Please repeat the part of the lines below that opens with the line containing "Warehouse picking: mark the car front door" and closes with the line containing "Warehouse picking: mark the metal roof", including both of those lines and copying each line unchanged.

[Coordinate labeling data]
-------

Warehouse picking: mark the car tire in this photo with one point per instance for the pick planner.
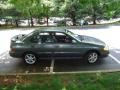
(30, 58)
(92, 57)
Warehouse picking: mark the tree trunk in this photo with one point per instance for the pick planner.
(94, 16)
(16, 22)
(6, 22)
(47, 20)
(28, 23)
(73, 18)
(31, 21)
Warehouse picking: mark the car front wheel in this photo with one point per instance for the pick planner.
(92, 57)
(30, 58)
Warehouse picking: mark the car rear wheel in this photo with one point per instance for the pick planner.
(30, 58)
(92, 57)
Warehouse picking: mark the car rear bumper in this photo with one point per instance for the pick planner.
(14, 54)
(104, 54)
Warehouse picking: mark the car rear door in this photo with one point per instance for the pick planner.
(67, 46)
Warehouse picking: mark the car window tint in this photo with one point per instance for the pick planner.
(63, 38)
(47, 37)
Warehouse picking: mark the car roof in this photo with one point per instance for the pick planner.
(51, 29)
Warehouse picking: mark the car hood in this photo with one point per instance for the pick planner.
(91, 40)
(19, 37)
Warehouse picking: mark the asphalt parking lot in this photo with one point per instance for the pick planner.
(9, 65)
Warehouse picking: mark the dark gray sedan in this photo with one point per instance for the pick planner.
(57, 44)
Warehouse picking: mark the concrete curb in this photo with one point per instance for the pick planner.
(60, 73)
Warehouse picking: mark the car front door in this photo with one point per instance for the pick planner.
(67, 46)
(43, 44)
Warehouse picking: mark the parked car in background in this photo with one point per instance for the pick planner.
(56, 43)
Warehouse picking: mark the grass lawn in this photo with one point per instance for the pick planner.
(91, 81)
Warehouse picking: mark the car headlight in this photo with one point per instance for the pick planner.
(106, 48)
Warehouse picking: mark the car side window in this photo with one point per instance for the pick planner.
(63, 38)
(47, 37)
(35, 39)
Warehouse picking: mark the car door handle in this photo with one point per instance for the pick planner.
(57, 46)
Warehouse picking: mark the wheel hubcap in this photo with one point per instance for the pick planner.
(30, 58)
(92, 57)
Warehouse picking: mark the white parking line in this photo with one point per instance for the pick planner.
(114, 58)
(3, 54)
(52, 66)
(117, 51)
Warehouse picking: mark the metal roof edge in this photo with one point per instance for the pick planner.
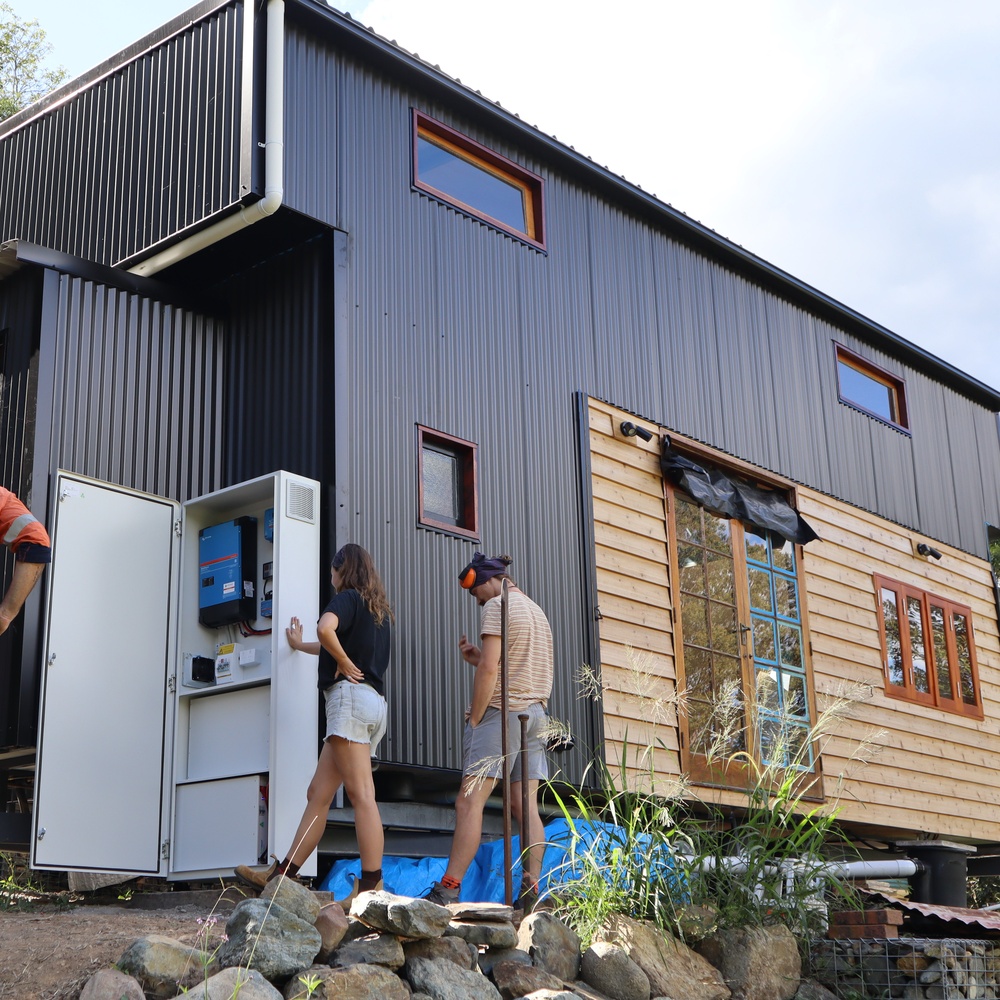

-------

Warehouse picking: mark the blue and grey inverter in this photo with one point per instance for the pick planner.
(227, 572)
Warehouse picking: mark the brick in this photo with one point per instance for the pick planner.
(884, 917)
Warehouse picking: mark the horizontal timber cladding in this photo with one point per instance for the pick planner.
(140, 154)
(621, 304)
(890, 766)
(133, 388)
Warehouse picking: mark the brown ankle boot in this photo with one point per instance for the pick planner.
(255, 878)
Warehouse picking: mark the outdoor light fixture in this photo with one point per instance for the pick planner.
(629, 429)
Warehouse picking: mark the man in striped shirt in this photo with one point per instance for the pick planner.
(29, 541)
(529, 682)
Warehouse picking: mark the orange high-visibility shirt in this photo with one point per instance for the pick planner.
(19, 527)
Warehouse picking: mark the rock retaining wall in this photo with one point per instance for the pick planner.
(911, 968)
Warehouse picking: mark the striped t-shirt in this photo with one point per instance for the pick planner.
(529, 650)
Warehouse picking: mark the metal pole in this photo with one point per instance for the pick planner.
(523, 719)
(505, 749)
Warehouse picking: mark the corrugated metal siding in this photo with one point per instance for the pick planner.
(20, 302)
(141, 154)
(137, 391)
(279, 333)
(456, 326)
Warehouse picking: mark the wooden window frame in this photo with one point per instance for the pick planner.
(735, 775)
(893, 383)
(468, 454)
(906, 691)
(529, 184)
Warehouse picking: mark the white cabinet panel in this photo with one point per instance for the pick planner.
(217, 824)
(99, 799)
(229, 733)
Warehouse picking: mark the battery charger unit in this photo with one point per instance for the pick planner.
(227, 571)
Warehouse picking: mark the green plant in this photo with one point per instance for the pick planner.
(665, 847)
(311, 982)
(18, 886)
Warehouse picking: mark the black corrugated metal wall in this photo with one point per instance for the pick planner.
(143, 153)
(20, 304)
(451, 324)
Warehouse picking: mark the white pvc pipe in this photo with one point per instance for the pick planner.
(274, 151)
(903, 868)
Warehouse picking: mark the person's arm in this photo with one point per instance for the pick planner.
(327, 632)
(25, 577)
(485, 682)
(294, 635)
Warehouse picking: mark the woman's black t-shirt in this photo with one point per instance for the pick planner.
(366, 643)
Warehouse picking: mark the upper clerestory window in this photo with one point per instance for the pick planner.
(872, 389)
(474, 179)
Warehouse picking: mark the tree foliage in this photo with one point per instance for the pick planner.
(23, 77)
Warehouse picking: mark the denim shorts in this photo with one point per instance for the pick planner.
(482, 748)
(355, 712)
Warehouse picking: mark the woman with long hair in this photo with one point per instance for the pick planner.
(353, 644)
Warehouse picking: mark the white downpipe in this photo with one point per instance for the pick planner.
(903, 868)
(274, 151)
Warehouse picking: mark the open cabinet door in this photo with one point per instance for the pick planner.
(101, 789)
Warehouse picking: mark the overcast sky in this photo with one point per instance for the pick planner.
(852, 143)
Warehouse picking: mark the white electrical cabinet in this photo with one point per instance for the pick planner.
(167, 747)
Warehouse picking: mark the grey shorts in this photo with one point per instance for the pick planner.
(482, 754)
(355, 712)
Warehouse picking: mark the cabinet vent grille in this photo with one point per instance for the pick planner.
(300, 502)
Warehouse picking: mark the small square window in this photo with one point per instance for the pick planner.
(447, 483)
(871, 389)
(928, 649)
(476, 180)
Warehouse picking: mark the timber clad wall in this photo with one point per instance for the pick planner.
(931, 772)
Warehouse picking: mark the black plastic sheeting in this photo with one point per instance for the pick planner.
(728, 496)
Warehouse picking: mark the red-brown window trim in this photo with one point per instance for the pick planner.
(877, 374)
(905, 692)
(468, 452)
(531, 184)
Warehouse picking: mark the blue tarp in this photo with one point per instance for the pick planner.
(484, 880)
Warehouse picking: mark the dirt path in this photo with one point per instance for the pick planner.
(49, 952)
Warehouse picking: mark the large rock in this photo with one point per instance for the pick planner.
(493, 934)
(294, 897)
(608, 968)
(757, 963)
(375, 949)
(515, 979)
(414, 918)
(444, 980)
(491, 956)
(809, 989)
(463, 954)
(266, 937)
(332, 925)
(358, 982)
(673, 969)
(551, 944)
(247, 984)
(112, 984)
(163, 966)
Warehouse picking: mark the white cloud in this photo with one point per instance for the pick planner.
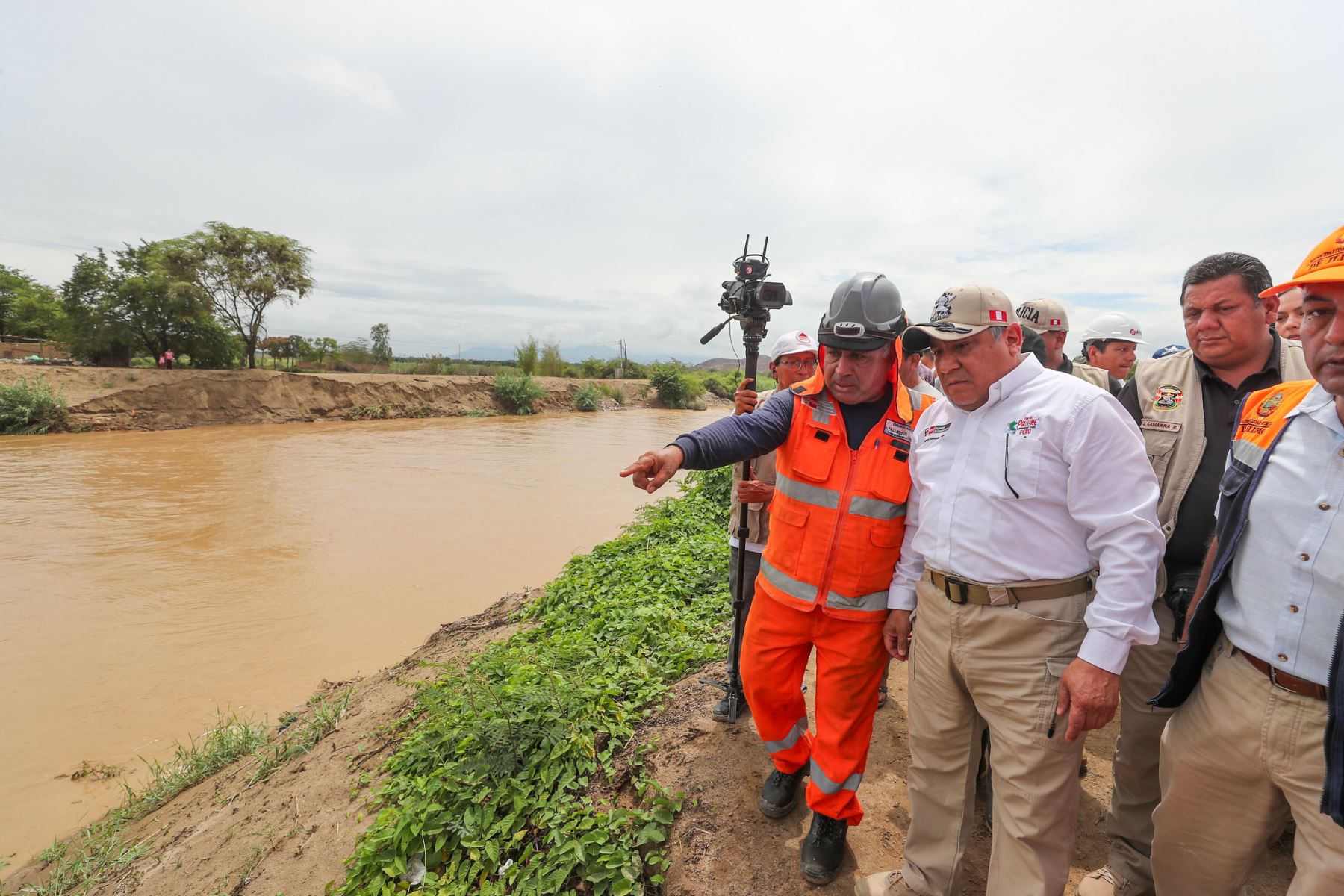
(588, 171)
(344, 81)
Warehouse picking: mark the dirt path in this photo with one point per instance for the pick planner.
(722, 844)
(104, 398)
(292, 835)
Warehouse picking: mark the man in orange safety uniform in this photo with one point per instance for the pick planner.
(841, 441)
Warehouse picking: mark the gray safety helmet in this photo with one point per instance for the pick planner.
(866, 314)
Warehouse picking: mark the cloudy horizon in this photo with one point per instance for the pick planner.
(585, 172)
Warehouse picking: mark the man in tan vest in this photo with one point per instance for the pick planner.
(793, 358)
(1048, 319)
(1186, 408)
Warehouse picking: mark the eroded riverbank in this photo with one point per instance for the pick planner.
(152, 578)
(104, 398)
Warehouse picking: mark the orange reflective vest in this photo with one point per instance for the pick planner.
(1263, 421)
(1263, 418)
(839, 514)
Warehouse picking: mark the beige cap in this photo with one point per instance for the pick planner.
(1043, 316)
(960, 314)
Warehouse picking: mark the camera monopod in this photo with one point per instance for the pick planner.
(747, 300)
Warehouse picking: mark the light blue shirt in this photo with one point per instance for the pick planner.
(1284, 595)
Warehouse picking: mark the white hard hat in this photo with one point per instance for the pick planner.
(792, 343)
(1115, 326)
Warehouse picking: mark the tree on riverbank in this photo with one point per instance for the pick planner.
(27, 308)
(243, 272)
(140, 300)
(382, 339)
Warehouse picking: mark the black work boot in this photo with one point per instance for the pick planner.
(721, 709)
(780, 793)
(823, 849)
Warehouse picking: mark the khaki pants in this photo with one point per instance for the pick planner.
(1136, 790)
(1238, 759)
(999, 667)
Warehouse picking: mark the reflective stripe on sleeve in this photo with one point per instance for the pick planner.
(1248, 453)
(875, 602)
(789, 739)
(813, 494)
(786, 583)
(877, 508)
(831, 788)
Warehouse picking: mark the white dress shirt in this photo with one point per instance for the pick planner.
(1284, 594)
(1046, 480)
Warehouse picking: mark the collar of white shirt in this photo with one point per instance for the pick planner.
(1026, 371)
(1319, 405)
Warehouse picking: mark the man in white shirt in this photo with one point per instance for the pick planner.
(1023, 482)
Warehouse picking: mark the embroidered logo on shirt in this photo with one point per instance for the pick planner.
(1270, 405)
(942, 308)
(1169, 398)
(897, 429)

-------

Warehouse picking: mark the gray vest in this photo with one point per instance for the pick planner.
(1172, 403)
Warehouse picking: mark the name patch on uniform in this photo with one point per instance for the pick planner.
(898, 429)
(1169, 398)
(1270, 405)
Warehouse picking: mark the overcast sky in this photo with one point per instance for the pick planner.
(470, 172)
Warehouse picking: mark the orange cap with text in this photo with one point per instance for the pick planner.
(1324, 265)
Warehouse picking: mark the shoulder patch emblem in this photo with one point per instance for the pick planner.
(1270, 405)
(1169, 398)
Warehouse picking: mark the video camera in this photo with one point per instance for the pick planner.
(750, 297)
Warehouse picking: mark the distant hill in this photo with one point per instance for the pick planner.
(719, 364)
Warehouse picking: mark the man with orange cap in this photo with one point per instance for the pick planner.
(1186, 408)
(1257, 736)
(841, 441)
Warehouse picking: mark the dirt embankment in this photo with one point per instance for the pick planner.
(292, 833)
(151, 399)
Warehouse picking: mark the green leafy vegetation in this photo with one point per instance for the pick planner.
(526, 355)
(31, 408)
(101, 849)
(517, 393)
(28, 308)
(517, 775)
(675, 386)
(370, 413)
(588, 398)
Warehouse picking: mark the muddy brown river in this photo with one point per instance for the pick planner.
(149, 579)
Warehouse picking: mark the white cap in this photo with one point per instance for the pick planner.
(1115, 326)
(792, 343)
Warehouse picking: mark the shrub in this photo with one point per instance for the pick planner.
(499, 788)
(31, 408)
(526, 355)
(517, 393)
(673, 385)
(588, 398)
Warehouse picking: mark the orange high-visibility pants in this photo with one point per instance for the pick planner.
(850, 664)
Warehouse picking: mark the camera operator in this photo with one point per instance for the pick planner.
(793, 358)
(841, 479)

-------

> **Correct output**:
Warehouse picking: mark the car front door in this photo with one point per instance for the pick planner.
(67, 46)
(43, 44)
Warehouse picking: mark the parked car in background in this photo with one point per instance for the pick planner.
(56, 43)
Warehouse picking: mark the grass lawn in this photo with one point per instance for the pick planner.
(91, 81)
Warehouse picking: mark the car headlight in this photo with one point per instance for the pick planner.
(106, 48)
Warehouse picking: mark the car side window in this photo with one point per instance for the pick planner.
(63, 38)
(47, 37)
(35, 39)
Warehouse picking: mark the car door handle in this photo with one point per instance for the pick planner.
(57, 46)
Warehouse picking: mark the wheel hubcap in this photo with one point per instance for the pick planner.
(30, 58)
(92, 57)
Warehouse picking: mark the white parking line in this photo with one point per instance for the pick planner.
(114, 58)
(3, 54)
(52, 66)
(117, 51)
Warehouse picking: mark the metal roof edge in this photo with one point per instance for the pick planner.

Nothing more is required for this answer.